→ **Challenge**
Find every line in the material below that contains the string "white", and copy each one. Matching is case-sensitive.

Bounding-box records:

■ ■ ■

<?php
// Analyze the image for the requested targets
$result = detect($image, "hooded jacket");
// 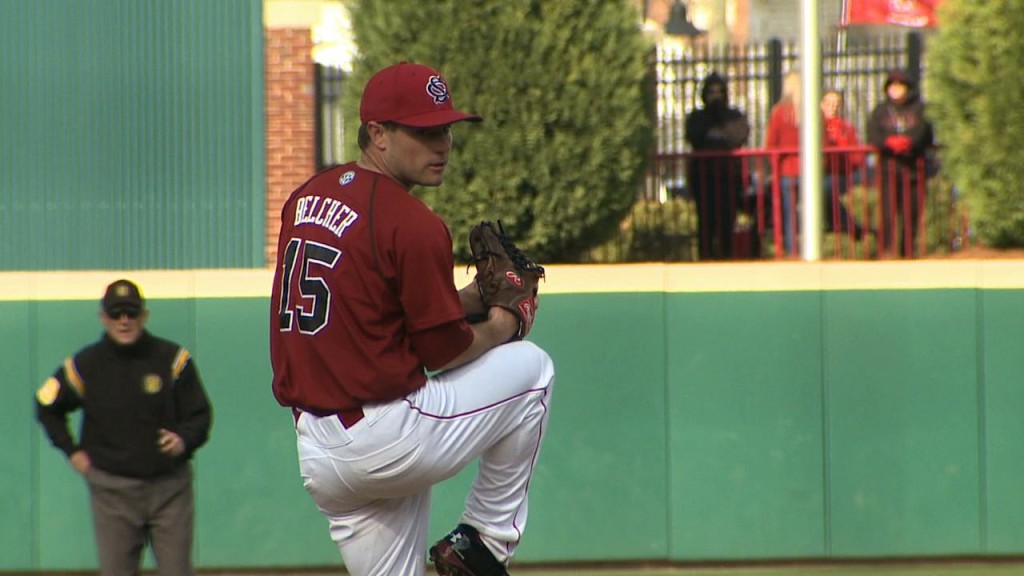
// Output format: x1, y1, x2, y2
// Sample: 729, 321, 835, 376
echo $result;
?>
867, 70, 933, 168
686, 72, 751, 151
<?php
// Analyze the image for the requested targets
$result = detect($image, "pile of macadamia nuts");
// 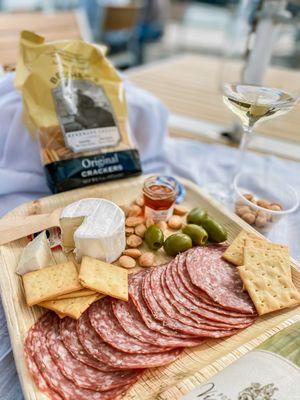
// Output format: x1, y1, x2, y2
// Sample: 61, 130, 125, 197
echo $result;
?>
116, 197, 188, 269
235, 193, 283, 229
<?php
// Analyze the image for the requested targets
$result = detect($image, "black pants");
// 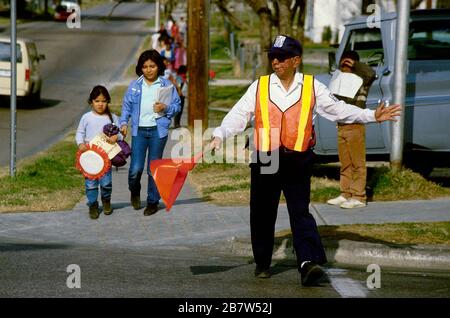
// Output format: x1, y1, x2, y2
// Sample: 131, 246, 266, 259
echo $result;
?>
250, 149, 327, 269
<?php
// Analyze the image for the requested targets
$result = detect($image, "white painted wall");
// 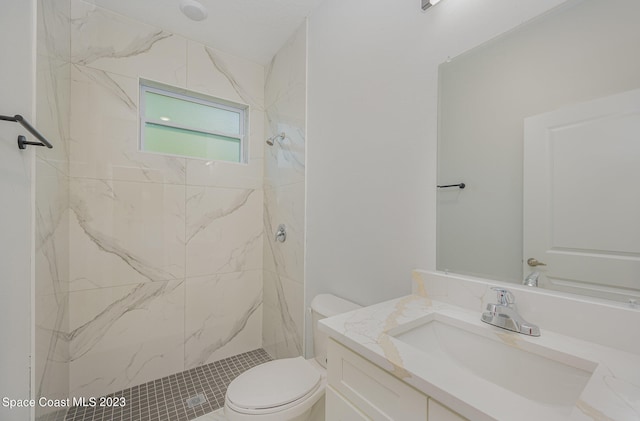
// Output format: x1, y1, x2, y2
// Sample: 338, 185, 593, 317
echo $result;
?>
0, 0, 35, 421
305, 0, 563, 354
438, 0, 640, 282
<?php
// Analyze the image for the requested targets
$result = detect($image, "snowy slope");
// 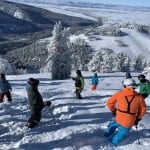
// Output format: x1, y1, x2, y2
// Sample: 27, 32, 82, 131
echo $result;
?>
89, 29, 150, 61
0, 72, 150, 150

■ ■ ■

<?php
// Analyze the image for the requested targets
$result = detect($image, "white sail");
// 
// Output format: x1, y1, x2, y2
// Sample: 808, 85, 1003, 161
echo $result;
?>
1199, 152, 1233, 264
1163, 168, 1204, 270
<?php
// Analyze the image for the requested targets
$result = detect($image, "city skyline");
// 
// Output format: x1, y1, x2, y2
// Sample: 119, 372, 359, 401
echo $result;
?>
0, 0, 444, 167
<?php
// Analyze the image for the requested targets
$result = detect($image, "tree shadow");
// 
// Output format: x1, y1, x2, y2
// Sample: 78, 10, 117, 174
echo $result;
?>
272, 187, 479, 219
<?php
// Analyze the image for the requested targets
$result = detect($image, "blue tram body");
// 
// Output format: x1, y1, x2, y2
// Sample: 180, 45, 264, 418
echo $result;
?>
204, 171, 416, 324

■ ■ ■

→ **The answer**
$result = detect($image, "white painted wall");
$result = detect($image, "white sail");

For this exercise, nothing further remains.